**READING TEXT**
○ ○ ○ ○ ○
One crucial aspect of this need for efficiency stems from the supply chain’s growing importance.
Corporate Strategy is Chasing Consumer Preferences
At the heart of every long-term and short-term business trend is the consumer. Consumer preferences are always changing, but the heightened level of disruption to both business and personal life is accelerating that trends.
According to a 2020 report by Ernst & Young, less than 10 percent of food sales were executed online before the COVID-19 pandemic hit. That number has since skyrocketed to 45 percent. That same report indicates 43 percent of American consumers admit they expect to shop online for items they previously preferred purchasing in-store. ECommerce prevalence has grown steadily for at least a decade, and jumped by 37 percent from Q1 2020 to Q2 2020, as reported by the U.S. Department of Commerce.
In addition to how they buy finished goods, consumers are changing what they spend their money on in a pretty significant way. As of August 8, 2020, Deloitte shows that U.S. consumers are saving an average of 15 percent on all spending, and that cost has shifted dramatically away from discretionary items and towards essentials.
To read more about how this shift in consumer preferences manifested in freight shipments throughout the Breakthrough network, click here.
○ ○ ○ ○ ○
**EXERCISE INSTRUCTIONS**
Reproduce the passage above on shifting consumer preferences and the supply chain in full, word for word, without changing anything.
○ ○ ○ ○ ○
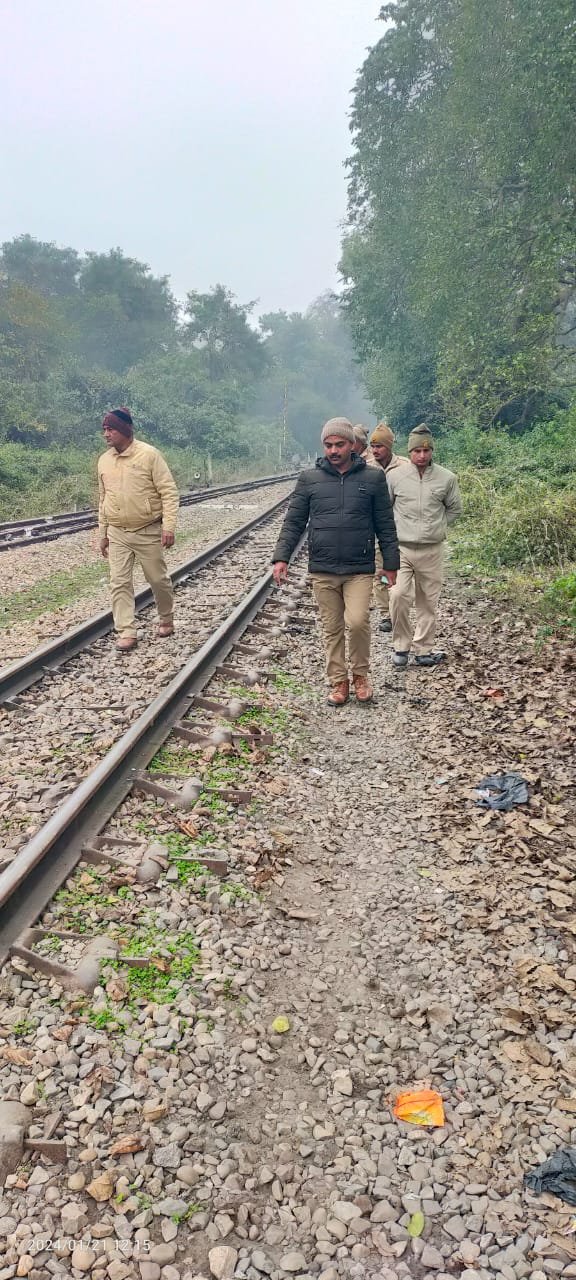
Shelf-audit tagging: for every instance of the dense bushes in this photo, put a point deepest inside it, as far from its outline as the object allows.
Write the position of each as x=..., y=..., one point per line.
x=519, y=524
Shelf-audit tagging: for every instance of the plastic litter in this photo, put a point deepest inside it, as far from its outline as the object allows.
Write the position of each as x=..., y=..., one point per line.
x=423, y=1106
x=556, y=1175
x=502, y=791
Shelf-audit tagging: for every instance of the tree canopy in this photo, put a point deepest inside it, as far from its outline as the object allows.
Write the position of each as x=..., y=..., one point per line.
x=460, y=251
x=80, y=333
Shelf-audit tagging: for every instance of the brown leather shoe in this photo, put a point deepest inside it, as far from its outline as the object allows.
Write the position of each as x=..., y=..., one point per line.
x=339, y=694
x=362, y=689
x=126, y=643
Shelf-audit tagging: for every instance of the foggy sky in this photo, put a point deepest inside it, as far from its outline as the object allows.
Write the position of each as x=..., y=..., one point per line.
x=205, y=138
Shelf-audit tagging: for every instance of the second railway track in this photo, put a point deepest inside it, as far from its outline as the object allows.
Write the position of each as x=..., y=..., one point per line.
x=64, y=723
x=46, y=529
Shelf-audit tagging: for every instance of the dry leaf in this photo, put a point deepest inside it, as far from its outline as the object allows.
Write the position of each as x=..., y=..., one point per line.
x=129, y=1142
x=539, y=1052
x=19, y=1056
x=515, y=1050
x=117, y=987
x=101, y=1188
x=154, y=1110
x=560, y=899
x=544, y=828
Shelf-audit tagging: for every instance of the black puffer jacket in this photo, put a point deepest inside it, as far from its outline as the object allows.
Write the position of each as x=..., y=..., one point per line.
x=346, y=512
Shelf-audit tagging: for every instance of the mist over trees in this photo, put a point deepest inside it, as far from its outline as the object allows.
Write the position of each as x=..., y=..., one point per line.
x=81, y=333
x=460, y=256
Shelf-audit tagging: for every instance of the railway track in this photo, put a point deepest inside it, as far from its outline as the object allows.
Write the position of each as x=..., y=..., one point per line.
x=46, y=529
x=76, y=832
x=172, y=767
x=60, y=717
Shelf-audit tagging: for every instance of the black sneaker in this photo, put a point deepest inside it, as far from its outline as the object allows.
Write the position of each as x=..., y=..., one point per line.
x=429, y=659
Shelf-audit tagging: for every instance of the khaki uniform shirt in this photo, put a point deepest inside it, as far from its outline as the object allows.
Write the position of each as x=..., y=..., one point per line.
x=424, y=506
x=136, y=488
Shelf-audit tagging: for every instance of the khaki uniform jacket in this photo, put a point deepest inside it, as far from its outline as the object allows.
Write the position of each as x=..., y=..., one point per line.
x=136, y=488
x=424, y=506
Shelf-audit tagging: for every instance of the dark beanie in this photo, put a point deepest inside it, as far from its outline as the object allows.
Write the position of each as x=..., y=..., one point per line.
x=120, y=419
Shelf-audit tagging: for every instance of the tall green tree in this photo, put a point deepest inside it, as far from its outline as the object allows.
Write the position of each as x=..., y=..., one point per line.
x=311, y=371
x=461, y=243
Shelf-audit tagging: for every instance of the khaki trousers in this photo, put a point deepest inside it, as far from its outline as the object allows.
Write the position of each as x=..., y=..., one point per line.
x=124, y=548
x=380, y=592
x=421, y=565
x=343, y=602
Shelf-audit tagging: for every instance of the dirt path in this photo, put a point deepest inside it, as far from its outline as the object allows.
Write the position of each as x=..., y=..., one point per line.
x=408, y=938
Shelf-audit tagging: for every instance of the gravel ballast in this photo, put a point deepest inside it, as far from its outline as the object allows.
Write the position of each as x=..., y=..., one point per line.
x=407, y=938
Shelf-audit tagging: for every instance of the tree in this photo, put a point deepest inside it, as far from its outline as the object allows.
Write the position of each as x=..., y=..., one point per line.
x=40, y=266
x=219, y=328
x=462, y=206
x=122, y=312
x=312, y=373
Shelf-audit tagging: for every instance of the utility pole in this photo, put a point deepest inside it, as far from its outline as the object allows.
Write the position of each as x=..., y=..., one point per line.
x=284, y=425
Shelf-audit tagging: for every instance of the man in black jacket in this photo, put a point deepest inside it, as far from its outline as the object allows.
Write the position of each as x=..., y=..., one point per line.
x=347, y=504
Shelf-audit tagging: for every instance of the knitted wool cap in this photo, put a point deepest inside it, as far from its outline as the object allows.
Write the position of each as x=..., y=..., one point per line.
x=338, y=426
x=420, y=438
x=383, y=434
x=120, y=420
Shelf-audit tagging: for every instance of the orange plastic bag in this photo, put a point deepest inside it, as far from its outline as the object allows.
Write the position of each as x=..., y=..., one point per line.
x=424, y=1106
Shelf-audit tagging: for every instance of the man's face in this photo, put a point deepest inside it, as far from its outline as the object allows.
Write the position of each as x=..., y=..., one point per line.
x=337, y=449
x=115, y=438
x=382, y=453
x=421, y=456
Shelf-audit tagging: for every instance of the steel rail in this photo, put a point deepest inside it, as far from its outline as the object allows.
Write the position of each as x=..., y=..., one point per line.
x=46, y=860
x=46, y=529
x=49, y=657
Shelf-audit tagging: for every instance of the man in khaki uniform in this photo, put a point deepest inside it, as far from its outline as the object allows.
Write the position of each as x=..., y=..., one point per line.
x=425, y=499
x=137, y=516
x=383, y=456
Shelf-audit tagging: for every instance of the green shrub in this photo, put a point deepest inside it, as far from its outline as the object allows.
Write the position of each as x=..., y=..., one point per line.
x=560, y=600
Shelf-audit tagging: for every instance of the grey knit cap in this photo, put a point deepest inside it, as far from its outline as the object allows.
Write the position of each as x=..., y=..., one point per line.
x=338, y=426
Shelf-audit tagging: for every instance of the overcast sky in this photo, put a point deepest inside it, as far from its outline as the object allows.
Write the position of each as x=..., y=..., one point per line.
x=205, y=138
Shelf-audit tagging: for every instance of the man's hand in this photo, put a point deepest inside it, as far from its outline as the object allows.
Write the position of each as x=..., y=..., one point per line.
x=280, y=572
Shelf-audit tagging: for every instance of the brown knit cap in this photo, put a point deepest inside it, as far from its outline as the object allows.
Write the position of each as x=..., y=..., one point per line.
x=338, y=426
x=120, y=420
x=420, y=438
x=383, y=434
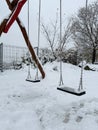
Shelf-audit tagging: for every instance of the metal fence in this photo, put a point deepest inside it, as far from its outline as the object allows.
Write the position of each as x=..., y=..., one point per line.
x=1, y=57
x=9, y=55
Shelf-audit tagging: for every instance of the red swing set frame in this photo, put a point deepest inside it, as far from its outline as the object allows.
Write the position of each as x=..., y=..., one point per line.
x=15, y=6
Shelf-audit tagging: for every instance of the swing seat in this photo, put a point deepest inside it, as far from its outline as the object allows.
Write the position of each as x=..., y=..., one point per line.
x=34, y=81
x=72, y=91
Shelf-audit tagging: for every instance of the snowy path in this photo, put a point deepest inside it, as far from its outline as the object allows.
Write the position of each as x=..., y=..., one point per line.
x=40, y=106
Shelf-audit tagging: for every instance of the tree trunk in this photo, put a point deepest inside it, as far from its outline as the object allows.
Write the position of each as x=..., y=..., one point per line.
x=93, y=55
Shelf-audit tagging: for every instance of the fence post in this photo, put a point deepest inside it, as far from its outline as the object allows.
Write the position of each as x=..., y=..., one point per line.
x=1, y=57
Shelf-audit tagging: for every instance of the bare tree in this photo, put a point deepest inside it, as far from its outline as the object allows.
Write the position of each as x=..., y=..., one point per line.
x=51, y=33
x=85, y=30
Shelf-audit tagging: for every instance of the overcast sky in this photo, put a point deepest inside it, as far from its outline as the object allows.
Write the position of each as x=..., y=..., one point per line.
x=48, y=12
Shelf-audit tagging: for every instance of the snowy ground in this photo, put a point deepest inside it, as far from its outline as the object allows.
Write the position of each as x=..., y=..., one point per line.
x=40, y=106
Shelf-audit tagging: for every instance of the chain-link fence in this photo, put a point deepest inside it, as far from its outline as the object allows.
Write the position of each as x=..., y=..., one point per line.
x=10, y=55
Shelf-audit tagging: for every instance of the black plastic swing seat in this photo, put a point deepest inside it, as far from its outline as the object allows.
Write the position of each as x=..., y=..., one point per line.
x=34, y=81
x=72, y=91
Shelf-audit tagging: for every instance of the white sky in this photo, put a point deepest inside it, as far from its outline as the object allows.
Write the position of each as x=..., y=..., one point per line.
x=48, y=12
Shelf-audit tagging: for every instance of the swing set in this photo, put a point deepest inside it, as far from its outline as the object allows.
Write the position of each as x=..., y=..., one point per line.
x=15, y=6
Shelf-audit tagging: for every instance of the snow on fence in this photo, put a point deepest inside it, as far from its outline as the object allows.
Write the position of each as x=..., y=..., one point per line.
x=9, y=55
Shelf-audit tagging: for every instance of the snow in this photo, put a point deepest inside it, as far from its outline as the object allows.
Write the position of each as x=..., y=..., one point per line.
x=40, y=106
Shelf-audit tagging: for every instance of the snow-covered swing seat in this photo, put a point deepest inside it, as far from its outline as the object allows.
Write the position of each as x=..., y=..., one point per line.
x=79, y=91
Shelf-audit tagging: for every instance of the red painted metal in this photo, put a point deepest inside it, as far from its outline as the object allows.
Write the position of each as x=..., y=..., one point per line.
x=14, y=14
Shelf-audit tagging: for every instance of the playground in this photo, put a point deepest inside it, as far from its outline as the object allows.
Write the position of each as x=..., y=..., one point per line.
x=40, y=106
x=53, y=96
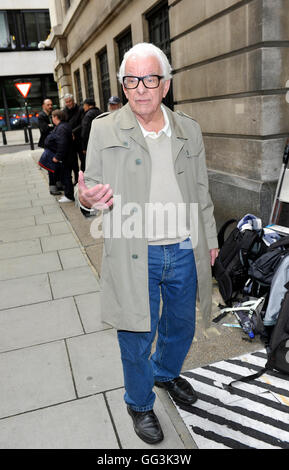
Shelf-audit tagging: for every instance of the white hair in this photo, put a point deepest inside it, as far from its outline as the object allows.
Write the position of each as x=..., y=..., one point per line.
x=68, y=96
x=146, y=49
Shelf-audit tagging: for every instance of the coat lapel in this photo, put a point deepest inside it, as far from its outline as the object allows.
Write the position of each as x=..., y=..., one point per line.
x=178, y=136
x=130, y=127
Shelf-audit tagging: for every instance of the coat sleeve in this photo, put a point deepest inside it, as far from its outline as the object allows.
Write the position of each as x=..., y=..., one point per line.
x=63, y=143
x=85, y=130
x=93, y=166
x=207, y=207
x=43, y=125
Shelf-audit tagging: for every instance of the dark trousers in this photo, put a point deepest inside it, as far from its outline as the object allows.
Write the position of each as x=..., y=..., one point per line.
x=67, y=182
x=54, y=177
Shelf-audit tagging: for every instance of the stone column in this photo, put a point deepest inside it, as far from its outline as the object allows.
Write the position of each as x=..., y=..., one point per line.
x=231, y=62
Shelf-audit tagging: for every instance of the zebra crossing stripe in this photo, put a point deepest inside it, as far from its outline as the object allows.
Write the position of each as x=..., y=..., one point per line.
x=256, y=416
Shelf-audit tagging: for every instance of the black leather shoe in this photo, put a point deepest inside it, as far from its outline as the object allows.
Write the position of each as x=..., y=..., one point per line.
x=180, y=390
x=146, y=426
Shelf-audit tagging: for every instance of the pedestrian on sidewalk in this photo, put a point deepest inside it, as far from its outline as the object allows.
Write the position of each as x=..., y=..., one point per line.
x=90, y=113
x=60, y=143
x=151, y=157
x=45, y=123
x=74, y=114
x=46, y=126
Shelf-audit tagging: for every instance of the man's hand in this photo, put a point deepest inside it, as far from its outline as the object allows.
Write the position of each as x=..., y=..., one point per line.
x=99, y=197
x=214, y=254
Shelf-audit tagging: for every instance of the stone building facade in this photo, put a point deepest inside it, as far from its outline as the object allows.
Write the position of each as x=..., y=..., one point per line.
x=231, y=74
x=23, y=25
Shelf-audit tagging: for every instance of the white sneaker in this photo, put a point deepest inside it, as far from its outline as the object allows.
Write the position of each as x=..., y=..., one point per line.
x=64, y=199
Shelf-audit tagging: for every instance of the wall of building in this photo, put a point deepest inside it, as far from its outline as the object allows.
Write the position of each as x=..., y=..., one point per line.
x=23, y=4
x=231, y=63
x=231, y=66
x=24, y=62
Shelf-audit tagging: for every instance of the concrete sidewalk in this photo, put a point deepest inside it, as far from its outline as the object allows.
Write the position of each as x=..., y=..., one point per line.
x=18, y=138
x=60, y=368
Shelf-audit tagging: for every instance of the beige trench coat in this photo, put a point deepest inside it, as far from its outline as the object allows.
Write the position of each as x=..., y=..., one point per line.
x=117, y=154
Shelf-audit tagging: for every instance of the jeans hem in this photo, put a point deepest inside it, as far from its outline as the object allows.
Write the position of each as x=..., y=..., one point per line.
x=140, y=408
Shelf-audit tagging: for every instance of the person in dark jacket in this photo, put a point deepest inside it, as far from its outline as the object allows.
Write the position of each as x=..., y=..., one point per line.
x=45, y=123
x=90, y=113
x=46, y=126
x=74, y=114
x=60, y=143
○ ○ ○ ○ ○
**RESPONSE TO THE TASK**
One crucial aspect of this need for efficiency stems from the supply chain’s growing importance.
Corporate Strategy is Chasing Consumer Preferences
At the heart of every long-term and short-term business trend is the consumer. Consumer preferences are always changing, but the heightened level of disruption to both business and personal life is accelerating that trends.
According to a 2020 report by Ernst & Young, less than 10 percent of food sales were executed online before the COVID-19 pandemic hit. That number has since skyrocketed to 45 percent. That same report indicates 43 percent of American consumers admit they expect to shop online for items they previously preferred purchasing in-store. ECommerce prevalence has grown steadily for at least a decade, and jumped by 37 percent from Q1 2020 to Q2 2020, as reported by the U.S. Department of Commerce.
In addition to how they buy finished goods, consumers are changing what they spend their money on in a pretty significant way. As of August 8, 2020, Deloitte shows that U.S. consumers are saving an average of 15 percent on all spending, and that cost has shifted dramatically away from discretionary items and towards essentials.
To read more about how this shift in consumer preferences manifested in freight shipments throughout the Breakthrough network, click here.